PROMPT 1: In the excerpt on polygraph testing, who developed the notion of an active comparison question?
PROMPT 2: Render this sentence from the excerpt on polygraph testing into Spanish: "The comparison question is deliberately vague and covers a long period of time."

══ EXCERPT PROVIDED ══

The Deception Approach
The Relevant-Irrelevant Test
The deception approach asks direct accusatory questions (referred to as Relevant questions) under the assumption that persons attempting deception will produce physiological responses when they lie. The earliest version of the deception approach was the Relevant-Irrelevant Test (RIT). Along with direct accusatory questions (e.g., Did you shoot John Doe?), the RIT also asks irrelevant (neutral) questions, to which the person is assumed to be responding truthfully (e.g., Are the lights on in this room?). The working assumption of the RIT is that persons attempting deception will produce a large and consistent physiological response to the relevant questions, whereas the truthful will not distinguish between the irrelevant and the relevant questions.
Virtually all the scientists who work in this area dismiss the working assumptions of the RIT as naive. Clearly the truthful will recognize the relevant questions as the more important class of stimuli and are thus likely to produce physiological responses to them, and in fact, research does show a very large number of false-positive outcomes to the RIT. As a result, the RIT has very little application in forensic polygraph testing. However, the RIT is still in use for periodic screening of sex offenders and in screening job applicants. At this time, any use of the RIT is highly controversial, and the scientists active in this area do not support its use.
Comparison Question Tests
John Reid developed the notion of an active comparison question in the context of law enforcement examinations during the late 1940s in response to the obvious problems with the RIT. The idea of the active comparison question was to provide a stimulus in the test that would evoke physiological responses from the innocent but not from the guilty. The comparison question took the form of a question that the subject was probably going to respond to with a lie. For example, after discussing the death of John Doe and after the subject of the examination has denied being involved in John Doe’s death, the polygraph examiner would tell the subject that he or she is going to be asked some questions about his or her basic character in an effort to show that he or she is not the type of person who would have shot John Doe. The subject would then be asked a question such as “Before the year 2006, did you ever hurt someone?” The comparison question is deliberately vague and covers a long period of time. In the context of the examination, the subject is led to believe that an affirmative response is damaging because it shows that he or she is the kind of person who would have committed the crime. However, for virtually all subjects, it can be assumed that a definitive “No” response is probably a lie in view of the deliberately vague presentation of the comparison question.

═══
══ EXCERPTED DATA ══

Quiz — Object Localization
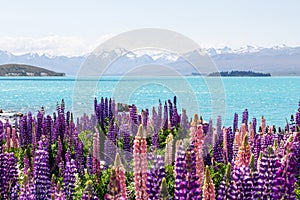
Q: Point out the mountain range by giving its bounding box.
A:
[0,45,300,75]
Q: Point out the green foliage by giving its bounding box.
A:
[158,129,171,149]
[125,171,135,200]
[78,130,93,155]
[295,170,300,199]
[209,162,226,192]
[92,168,111,199]
[165,165,175,199]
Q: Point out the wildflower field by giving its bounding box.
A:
[0,97,300,200]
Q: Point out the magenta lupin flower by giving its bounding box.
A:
[133,125,148,200]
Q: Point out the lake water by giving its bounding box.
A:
[0,77,300,126]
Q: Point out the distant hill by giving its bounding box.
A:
[208,71,271,77]
[0,45,300,76]
[0,64,65,76]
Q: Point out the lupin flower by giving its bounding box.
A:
[165,133,173,165]
[217,163,232,200]
[175,141,201,200]
[0,152,18,199]
[33,141,51,200]
[252,117,257,136]
[129,104,138,136]
[180,109,190,135]
[242,109,249,131]
[81,180,98,200]
[64,159,77,200]
[260,116,266,134]
[75,141,84,177]
[223,127,234,163]
[202,166,216,200]
[122,124,132,162]
[20,170,34,200]
[233,113,239,133]
[193,125,204,184]
[104,119,116,166]
[217,116,223,145]
[133,125,148,200]
[231,165,254,200]
[213,133,224,162]
[162,102,169,131]
[257,147,278,199]
[272,139,299,200]
[160,178,171,200]
[104,167,123,200]
[147,155,165,200]
[11,128,19,148]
[234,134,251,167]
[51,183,66,200]
[114,153,127,200]
[93,128,100,174]
[141,109,149,129]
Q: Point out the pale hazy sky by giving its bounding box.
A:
[0,0,300,55]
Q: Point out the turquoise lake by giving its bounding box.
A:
[0,76,300,126]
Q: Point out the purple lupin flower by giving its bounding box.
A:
[64,159,77,200]
[33,141,51,200]
[217,163,232,200]
[233,113,239,133]
[224,127,234,163]
[19,115,29,149]
[122,124,132,162]
[257,147,278,199]
[81,180,98,200]
[20,171,34,200]
[160,178,171,200]
[156,100,162,131]
[252,117,257,136]
[185,146,202,200]
[273,138,299,200]
[75,141,84,177]
[180,109,190,136]
[93,128,101,174]
[174,141,186,200]
[217,116,223,145]
[162,102,169,131]
[141,109,149,129]
[104,167,124,200]
[151,132,160,150]
[129,104,138,136]
[147,155,166,200]
[231,166,253,200]
[213,133,224,162]
[1,152,18,199]
[86,153,94,175]
[104,119,116,166]
[108,98,115,121]
[175,141,201,200]
[104,97,109,118]
[168,99,174,127]
[242,109,249,131]
[35,112,44,141]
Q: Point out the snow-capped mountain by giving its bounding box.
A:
[0,45,300,75]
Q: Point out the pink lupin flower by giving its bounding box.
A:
[202,166,216,200]
[133,125,148,200]
[234,134,251,167]
[165,133,173,165]
[193,125,204,184]
[114,153,127,200]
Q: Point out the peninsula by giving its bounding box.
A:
[0,64,65,76]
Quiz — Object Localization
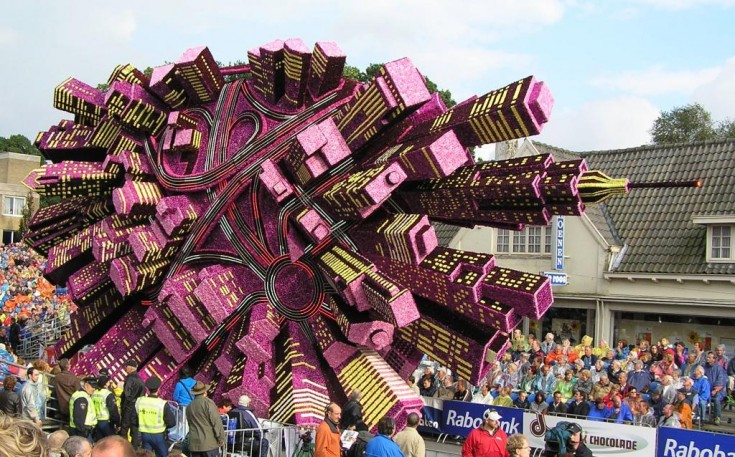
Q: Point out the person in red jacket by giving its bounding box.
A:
[314,403,342,457]
[462,409,509,457]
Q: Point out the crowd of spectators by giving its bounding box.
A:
[0,243,75,364]
[408,330,735,428]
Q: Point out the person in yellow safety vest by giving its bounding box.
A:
[135,376,176,457]
[92,376,120,441]
[69,377,97,439]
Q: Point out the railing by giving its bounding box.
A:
[16,317,71,360]
[0,360,63,431]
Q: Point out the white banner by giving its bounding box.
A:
[523,412,656,457]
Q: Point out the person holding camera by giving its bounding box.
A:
[462,409,508,457]
[544,422,594,457]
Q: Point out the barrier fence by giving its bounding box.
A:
[419,397,735,457]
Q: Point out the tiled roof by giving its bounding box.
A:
[576,140,735,274]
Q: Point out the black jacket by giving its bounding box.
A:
[0,390,20,417]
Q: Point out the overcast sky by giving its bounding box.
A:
[0,0,735,151]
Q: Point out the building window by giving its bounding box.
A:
[496,226,552,254]
[710,225,733,260]
[3,197,26,216]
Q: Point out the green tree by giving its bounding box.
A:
[0,135,41,156]
[650,103,735,144]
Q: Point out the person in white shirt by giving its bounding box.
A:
[472,384,494,405]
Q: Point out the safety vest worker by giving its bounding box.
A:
[69,378,97,437]
[135,376,176,457]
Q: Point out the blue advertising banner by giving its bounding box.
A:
[656,427,735,457]
[418,397,443,435]
[440,401,523,436]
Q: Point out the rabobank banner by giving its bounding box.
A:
[656,427,735,457]
[441,401,523,436]
[523,413,656,457]
[418,397,444,434]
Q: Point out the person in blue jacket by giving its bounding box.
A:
[587,397,612,422]
[365,416,403,457]
[173,367,196,407]
[610,395,633,424]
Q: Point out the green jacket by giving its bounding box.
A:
[186,395,225,452]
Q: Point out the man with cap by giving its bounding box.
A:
[135,376,176,457]
[120,360,145,447]
[69,377,97,439]
[54,358,81,423]
[92,375,120,441]
[227,395,268,457]
[462,409,508,457]
[186,381,225,457]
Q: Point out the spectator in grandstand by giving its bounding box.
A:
[704,351,727,425]
[393,413,426,457]
[580,346,597,370]
[314,402,340,457]
[339,389,368,432]
[592,373,612,398]
[493,386,513,408]
[406,376,421,395]
[674,341,689,367]
[186,381,224,457]
[658,405,681,428]
[513,391,531,410]
[419,378,436,397]
[505,433,531,457]
[590,359,607,383]
[532,365,556,395]
[20,367,46,426]
[454,378,472,400]
[0,375,20,418]
[628,360,651,392]
[587,397,613,422]
[574,370,594,398]
[633,400,656,427]
[227,395,268,457]
[547,390,567,414]
[681,351,699,378]
[434,375,457,400]
[674,388,693,430]
[517,367,534,393]
[69,377,97,440]
[365,416,403,457]
[556,370,577,403]
[120,360,146,447]
[693,365,712,417]
[567,390,590,417]
[54,358,81,424]
[92,376,120,440]
[472,383,494,405]
[541,332,556,355]
[0,414,48,457]
[173,366,196,408]
[462,409,508,457]
[528,392,549,414]
[715,344,728,371]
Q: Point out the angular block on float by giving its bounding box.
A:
[307,41,347,99]
[258,159,293,203]
[285,117,352,185]
[295,209,331,242]
[321,163,406,219]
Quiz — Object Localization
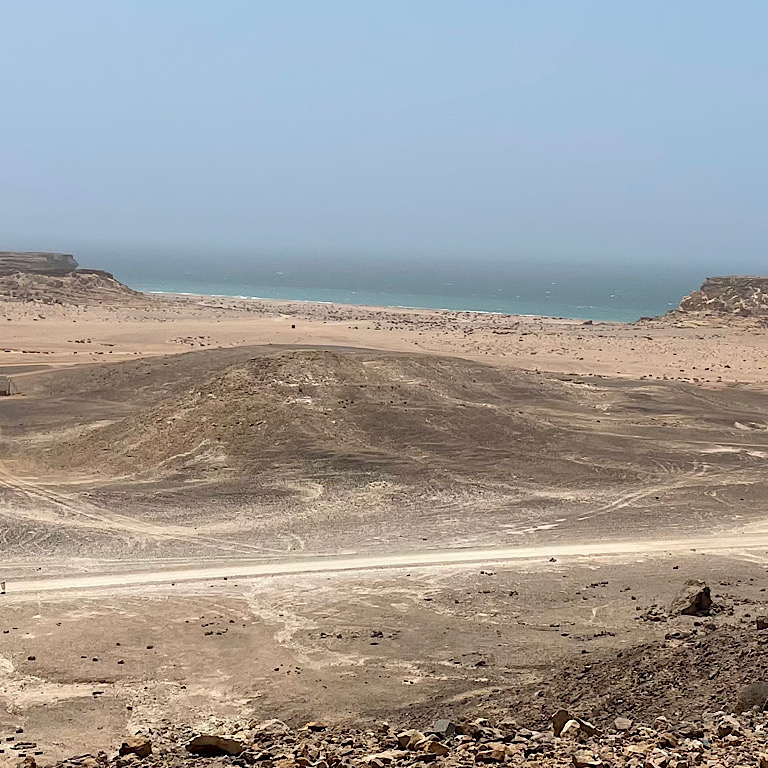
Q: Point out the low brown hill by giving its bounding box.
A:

═══

ANSWER 1: John Reid.

ANSWER 2: La pregunta de comparación es deliberadamente vaga y abarca un largo período de tiempo.